**SUPPLIED PASSAGE**:
________________

Generalize prefix over HTTP and HTTPS URIs #156

ddeboer · 2021-11-30T13:44:01Z

Why?

Vocabularies are transitioning from HTTP to HTTPS URIs, for example Schema.org and CreativeCommons. Because the HTTP scheme is – unhappily – part of the URI, this change has implications for SPARQL queries. This problem will become even more widespread in the future when more vocabularies change their HTTP scheme.

When executing SPARQL queries against resources for which it can’t be predicted whether they will be using HTTP or HTTPS URIs, workarounds as well as normalization are necessary in client applications. For example:

perform the same query in a UNION, once with PREFIX schema: <http://schema.org/> and once with PREFIX schema: <https://schema.org/>;
or detect which HTTP scheme is used and adjust the query accordingly.

Previous work

None that I know of.

Proposed solution

Solve the problem generically on the SPARQL-level, so client-side workarounds are no longer necessary. For example SPARQL could accept prefixes without HTTP schema that then work on both HTTP and HTTPS URIs:

PREFIX schema: <schema.org/>

SELECT * WHERE { ?s a schema:Dataset }
# Returns both <https://example.com/resource> a <http://schema.org/Dataset> 
# as well as <https://example.com/resource> a <https://schema.org/Dataset>

Considerations for backward compatibility

The text was updated successfully, but these errors were encountered:

JervenBolleman · 2021-11-30T15:23:35Z

I think this is a very nice usability enhancement. And wonder if this should be a generic adaptation not just to the prefix declaration but to all IRI equality testing or as an special kind of entailment.

namedgraph · 2021-11-30T15:32:11Z

Isn't this a bad practice by schema.org? If so, why should it be normalized?

dbooth-boston · 2021-11-30T16:15:05Z

I agree that this could be viewed as special kind of entailment, but I am very skeptical about using the PREFIX syntax for specifying it.

It would break alignment with Turtle.
Would this proposal treat <http://example.com/foo> as equivalent to <ftp://example.com/foo>? What about <urn:example.com/foo>?
If schema:Dataset were used in an INSERT statement, what URI would be inserted?

If this kind of entailment is desired, I think it would be cleaner to treat it explicitly as a form of entailment, using existing mechanisms for specifying entailment regimes.

ddeboer · 2021-11-30T16:39:43Z

Isn't this a bad practice by schema.org? If so, why should it be normalized?

The problem is not specific to Schema.org, but relevant for all vocabularies etc. that want to migrate their URIs from HTTP to HTTPS.

I agree that this could be viewed as special kind of entailment, but I am very skeptical about using the PREFIX syntax for specifying it.

________________

**INFORMATION PROVIDED**:
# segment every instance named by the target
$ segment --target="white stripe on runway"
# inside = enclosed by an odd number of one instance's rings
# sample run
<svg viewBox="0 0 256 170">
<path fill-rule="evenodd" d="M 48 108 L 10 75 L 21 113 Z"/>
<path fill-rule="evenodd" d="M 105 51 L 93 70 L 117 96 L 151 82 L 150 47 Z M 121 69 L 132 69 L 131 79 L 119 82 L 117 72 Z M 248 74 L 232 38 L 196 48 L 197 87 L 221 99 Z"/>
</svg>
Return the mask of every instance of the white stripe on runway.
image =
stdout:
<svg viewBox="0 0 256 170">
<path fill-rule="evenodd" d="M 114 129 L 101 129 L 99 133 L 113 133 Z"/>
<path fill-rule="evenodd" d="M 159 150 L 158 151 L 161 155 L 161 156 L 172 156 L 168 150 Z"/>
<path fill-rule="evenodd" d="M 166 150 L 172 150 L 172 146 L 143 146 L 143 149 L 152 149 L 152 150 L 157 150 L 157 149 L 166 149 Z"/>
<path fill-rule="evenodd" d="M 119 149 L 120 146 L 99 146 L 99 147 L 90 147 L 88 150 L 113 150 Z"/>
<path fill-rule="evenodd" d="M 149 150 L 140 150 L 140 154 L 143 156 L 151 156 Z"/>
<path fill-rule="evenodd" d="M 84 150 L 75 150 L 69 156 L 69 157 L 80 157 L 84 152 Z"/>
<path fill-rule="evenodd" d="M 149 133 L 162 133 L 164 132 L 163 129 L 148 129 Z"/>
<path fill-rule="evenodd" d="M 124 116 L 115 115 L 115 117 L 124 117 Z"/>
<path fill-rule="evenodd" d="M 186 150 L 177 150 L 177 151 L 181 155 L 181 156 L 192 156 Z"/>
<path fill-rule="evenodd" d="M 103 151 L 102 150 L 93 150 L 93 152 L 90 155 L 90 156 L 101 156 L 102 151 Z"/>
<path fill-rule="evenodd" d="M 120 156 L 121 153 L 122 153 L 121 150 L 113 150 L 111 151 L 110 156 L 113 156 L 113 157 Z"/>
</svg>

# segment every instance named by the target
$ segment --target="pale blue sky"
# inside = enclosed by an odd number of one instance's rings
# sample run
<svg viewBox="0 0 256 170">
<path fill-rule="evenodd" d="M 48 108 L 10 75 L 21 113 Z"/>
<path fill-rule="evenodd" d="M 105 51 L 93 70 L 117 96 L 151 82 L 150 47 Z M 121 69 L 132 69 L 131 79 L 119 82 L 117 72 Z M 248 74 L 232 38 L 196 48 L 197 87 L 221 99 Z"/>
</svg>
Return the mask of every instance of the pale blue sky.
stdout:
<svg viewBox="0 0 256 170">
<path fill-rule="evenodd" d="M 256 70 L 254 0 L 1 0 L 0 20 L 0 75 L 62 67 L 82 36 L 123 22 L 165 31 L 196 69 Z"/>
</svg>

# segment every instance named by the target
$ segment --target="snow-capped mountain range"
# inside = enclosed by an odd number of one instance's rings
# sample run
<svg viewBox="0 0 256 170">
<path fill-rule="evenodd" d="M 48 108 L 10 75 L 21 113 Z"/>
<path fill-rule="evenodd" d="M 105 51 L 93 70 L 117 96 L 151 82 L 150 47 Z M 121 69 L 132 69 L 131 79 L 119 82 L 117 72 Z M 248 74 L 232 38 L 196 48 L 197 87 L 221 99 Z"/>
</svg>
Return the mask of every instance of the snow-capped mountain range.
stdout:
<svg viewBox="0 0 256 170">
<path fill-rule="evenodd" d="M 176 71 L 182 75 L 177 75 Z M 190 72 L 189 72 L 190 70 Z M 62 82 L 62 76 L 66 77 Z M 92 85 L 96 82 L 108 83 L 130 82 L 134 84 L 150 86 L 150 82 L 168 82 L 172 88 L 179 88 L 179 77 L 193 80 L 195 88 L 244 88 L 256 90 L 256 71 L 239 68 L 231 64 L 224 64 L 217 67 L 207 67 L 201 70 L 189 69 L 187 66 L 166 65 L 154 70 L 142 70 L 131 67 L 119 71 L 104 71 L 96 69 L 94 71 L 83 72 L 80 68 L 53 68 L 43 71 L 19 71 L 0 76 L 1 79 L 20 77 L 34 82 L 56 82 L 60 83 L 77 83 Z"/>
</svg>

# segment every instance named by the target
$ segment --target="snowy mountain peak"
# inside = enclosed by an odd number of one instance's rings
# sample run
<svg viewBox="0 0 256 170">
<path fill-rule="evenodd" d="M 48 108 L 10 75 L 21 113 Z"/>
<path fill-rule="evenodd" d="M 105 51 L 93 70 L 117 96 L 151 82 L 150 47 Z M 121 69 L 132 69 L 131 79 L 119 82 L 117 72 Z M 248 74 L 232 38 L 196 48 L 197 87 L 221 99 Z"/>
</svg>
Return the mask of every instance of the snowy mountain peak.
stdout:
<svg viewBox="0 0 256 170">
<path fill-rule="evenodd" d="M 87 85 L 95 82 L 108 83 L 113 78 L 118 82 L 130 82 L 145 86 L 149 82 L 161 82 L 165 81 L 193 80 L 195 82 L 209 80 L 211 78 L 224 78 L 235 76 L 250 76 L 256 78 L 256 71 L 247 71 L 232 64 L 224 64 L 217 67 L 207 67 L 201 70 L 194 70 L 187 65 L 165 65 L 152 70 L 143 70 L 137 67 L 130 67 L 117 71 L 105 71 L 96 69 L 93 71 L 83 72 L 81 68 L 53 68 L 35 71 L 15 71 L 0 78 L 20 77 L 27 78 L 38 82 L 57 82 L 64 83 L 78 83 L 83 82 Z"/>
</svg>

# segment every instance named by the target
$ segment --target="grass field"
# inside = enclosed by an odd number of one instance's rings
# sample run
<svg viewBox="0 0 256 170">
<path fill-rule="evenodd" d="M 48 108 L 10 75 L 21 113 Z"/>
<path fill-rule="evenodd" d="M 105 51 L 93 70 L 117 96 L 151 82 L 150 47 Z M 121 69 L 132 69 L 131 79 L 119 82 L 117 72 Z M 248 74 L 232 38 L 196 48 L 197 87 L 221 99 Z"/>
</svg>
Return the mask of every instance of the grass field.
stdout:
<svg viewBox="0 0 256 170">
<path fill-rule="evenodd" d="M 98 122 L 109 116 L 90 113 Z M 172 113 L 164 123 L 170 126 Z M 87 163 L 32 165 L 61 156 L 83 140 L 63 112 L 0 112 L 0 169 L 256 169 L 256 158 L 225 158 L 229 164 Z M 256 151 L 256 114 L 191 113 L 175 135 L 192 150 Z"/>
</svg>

________________

**WHAT TO DO**:
1) Answer each question from the thread on generalizing SPARQL prefixes over HTTP and HTTPS.
(a) Which two vocabularies are named as examples of moving from HTTP to HTTPS URIs?
(b) What prefix declaration is shown in the proposed solution?
(c) According to dbooth-boston, what would using the PREFIX syntax break alignment with?
2) In the thread on generalizing SPARQL prefixes over HTTP and HTTPS, rewrite the paragraph beginning "Vocabularies are transitioning" more briefly, keeping its main facts.
3) Go on with the thread on generalizing SPARQL prefixes over HTTP and HTTPS from its last line.
The records can be left aside; nothing here depends on them.

**WRITTEN RESPONSES**:
1)
(a) Schema.org and CreativeCommons.
(b) PREFIX schema: <schema.org/>
(c) Turtle.

2) Vocabularies such as Schema.org and CreativeCommons are moving from HTTP to HTTPS URIs. Because the scheme is part of the URI, this affects SPARQL queries, and the problem will spread as more vocabularies make the switch.

3)
I agree with the downsides that you mention. Most important to me is solving this issue on the SPARQL-level, not which particular SPARQL solution is picked. So if we forget about the PREFIX approach for now, how would a solution look using entailment? Would that solution be:

concise enough to be usable (something like <https://schema.org/Article> owl:sameAs <http://schema.org/Article>, which would have to repeated for all Schema.org things and properties);
generic enough as long as not all query engines support entailment (e.g. Comunica)?

dbooth-boston · 2021-11-30T16:59:09Z

I have always viewed this problem as part of the usual need to normalize one's data as part of the data intake or ETL process. In other words, normalize those URIs to http: or https: before they are stored into your SPARQL server.

The normalization could also be done within a SPARQL server, using URI pattern matching and rewriting, etc., and storing the normalized result to a separate graph, but the SPARQL code that's needed to do that is a bit messy. URI munging is not SPARQL's strong suit.

JervenBolleman · 2021-11-30T17:03:36Z

For me this is an usability issue. It's easy to forget which ontology dataset uses https and which ones http. Once federating queries it is even harder.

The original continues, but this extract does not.